Labeled-object pointing entries:

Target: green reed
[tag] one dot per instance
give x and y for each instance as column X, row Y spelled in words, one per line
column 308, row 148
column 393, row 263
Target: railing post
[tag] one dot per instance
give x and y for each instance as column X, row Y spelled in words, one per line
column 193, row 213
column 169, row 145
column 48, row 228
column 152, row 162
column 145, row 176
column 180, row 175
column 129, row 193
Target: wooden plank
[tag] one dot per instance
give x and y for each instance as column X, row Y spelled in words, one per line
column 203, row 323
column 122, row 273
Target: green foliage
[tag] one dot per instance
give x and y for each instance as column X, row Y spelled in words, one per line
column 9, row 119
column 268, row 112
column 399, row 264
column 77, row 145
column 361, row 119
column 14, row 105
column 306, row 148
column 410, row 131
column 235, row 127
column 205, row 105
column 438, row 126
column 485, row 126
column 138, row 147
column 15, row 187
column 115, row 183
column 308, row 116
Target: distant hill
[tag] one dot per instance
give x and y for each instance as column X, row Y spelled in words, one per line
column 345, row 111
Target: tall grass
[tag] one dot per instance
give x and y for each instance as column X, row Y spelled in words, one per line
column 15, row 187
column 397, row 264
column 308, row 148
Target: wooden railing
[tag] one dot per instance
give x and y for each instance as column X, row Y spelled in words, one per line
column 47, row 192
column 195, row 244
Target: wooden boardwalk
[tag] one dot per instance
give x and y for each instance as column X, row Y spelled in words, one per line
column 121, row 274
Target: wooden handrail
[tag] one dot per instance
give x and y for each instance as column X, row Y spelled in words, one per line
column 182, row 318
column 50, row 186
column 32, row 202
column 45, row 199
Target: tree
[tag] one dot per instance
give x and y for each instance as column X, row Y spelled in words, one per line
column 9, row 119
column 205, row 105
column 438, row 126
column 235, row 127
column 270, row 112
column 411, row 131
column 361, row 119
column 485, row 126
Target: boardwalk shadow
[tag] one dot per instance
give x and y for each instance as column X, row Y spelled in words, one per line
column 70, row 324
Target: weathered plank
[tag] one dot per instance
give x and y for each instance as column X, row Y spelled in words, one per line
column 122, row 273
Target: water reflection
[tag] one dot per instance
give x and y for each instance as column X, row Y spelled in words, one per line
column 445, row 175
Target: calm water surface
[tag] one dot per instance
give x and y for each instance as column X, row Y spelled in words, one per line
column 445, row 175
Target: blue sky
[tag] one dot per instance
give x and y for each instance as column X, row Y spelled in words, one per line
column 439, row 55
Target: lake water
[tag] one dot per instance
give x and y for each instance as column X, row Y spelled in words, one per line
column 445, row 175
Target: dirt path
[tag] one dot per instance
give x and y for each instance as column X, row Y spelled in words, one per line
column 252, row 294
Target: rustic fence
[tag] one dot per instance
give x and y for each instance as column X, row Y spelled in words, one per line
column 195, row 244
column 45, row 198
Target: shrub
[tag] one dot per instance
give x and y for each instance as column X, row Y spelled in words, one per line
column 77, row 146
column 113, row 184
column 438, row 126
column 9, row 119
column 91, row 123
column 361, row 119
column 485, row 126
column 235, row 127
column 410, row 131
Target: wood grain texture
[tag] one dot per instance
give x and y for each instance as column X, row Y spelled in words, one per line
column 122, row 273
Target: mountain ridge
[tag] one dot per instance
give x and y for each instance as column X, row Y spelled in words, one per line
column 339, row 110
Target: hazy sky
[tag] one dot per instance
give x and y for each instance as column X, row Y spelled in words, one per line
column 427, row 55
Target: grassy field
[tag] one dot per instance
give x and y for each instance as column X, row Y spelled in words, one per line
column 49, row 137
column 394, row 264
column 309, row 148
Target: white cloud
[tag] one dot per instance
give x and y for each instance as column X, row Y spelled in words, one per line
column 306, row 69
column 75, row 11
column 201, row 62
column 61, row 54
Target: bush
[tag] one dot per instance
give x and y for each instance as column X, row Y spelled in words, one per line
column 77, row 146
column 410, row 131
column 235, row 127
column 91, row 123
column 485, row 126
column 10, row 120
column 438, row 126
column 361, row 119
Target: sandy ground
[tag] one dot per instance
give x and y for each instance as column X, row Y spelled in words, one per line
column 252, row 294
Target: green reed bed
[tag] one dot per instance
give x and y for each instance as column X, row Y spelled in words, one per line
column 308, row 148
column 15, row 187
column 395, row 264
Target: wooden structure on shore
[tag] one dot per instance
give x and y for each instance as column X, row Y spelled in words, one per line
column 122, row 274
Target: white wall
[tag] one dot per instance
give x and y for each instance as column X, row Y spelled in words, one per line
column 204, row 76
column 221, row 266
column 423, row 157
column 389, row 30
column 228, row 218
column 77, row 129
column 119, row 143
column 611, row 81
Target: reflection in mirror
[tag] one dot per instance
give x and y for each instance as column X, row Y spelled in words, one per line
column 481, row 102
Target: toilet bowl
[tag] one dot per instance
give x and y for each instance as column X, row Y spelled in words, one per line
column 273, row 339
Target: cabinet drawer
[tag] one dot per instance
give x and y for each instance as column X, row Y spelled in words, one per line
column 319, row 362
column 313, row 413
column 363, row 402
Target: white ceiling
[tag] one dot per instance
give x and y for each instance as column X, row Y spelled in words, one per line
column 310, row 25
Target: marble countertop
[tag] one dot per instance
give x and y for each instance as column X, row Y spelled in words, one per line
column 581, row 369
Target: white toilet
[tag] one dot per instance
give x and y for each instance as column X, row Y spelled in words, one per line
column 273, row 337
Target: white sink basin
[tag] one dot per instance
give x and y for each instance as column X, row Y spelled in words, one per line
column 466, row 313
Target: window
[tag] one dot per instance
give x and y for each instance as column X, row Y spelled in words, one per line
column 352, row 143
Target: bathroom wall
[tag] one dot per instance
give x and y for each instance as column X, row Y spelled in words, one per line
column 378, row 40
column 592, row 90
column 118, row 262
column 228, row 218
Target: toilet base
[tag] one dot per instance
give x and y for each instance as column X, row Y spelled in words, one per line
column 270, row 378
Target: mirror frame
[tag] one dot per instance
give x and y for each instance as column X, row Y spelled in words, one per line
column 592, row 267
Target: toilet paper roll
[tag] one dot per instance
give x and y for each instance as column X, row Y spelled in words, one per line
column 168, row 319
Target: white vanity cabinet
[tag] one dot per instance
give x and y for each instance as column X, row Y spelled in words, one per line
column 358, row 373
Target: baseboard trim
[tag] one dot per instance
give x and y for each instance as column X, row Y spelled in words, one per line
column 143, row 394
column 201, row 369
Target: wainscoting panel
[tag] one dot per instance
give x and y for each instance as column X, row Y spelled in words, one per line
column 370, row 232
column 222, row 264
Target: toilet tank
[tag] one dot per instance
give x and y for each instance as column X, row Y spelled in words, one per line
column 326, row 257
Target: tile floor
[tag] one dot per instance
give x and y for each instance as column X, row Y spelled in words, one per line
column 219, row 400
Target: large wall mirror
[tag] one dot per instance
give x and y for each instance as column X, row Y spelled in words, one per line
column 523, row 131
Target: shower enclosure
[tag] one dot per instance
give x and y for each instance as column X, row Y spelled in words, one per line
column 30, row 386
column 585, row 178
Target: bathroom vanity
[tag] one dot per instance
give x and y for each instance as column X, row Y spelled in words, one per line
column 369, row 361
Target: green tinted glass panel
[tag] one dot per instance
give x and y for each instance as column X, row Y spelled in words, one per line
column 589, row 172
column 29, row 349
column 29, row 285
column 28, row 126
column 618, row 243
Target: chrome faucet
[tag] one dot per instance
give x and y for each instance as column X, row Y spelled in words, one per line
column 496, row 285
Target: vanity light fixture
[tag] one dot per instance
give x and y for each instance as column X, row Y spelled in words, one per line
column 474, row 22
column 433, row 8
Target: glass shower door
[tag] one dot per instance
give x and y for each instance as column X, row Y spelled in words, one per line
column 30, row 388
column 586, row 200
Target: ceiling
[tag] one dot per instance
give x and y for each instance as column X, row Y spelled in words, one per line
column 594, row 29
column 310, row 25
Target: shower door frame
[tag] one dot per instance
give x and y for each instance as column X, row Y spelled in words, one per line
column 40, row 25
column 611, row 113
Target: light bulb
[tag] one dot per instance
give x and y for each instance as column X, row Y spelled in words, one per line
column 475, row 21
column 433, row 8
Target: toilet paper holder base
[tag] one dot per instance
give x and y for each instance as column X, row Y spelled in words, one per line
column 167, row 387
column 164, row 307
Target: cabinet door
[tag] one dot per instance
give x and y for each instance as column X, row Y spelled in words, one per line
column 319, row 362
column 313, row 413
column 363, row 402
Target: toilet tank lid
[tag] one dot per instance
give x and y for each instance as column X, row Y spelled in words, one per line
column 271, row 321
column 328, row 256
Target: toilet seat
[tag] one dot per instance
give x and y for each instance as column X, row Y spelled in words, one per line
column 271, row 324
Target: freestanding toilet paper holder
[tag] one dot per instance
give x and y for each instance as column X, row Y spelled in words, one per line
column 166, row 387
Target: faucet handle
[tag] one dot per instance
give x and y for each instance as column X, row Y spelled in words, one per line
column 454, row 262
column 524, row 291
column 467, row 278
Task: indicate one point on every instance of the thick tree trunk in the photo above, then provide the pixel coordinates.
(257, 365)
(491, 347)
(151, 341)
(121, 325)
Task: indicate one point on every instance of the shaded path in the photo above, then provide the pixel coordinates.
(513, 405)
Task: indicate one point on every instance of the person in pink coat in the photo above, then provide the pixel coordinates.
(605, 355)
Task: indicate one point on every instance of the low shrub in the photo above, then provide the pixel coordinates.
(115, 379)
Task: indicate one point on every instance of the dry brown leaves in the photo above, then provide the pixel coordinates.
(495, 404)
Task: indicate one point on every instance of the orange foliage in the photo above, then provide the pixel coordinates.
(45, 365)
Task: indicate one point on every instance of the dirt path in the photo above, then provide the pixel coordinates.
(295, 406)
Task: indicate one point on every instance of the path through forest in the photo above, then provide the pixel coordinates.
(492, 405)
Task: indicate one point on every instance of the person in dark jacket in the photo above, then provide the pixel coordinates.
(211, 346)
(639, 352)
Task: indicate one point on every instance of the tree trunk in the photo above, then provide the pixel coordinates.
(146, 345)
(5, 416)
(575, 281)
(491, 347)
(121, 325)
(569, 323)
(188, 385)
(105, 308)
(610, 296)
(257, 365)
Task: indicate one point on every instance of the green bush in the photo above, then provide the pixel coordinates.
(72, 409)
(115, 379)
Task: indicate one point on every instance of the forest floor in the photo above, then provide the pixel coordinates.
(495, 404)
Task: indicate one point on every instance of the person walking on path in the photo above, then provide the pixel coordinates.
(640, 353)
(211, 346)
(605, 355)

[TO DO]
Convert the lines of the records into a numbered list, covering only everything from the line containing "Target: railing post" down to the line containing "column 121, row 274", both included, and leave out any blank lines.

[THE SOLUTION]
1. Target: railing post
2. [tag] one dot per instance
3. give x and y for each instance as column X, row Y spelled in words, one per line
4. column 193, row 213
5. column 169, row 145
6. column 48, row 228
7. column 152, row 162
8. column 145, row 176
9. column 180, row 175
10. column 129, row 193
11. Target: wooden plank
12. [tag] one dot per instance
13. give x and y for each instance as column X, row Y spelled in words, one per line
14. column 203, row 323
15. column 122, row 273
16. Target: green foliage
17. [tag] one dot per instance
18. give x and y for each instance as column X, row Y spelled in words, one per line
19. column 9, row 119
20. column 268, row 112
21. column 399, row 264
22. column 77, row 145
23. column 361, row 119
24. column 14, row 105
25. column 306, row 148
26. column 410, row 131
27. column 235, row 127
28. column 205, row 105
29. column 438, row 126
30. column 485, row 126
31. column 138, row 147
32. column 15, row 187
33. column 115, row 183
34. column 308, row 116
35. Target: distant hill
36. [tag] one dot per instance
37. give x and y for each instance as column X, row Y spelled in words, one per line
38. column 345, row 111
39. Target: tall grass
40. [tag] one dot per instance
41. give x and y for each instance as column X, row Y spelled in words, one per line
42. column 15, row 187
43. column 397, row 264
44. column 308, row 148
45. Target: wooden railing
46. [tag] one dot per instance
47. give x and y for each instance as column X, row Y spelled in words, one per line
48. column 47, row 192
49. column 195, row 244
50. Target: wooden boardwalk
51. [tag] one dot per instance
52. give x and y for each instance as column X, row Y spelled in words, one per line
53. column 121, row 274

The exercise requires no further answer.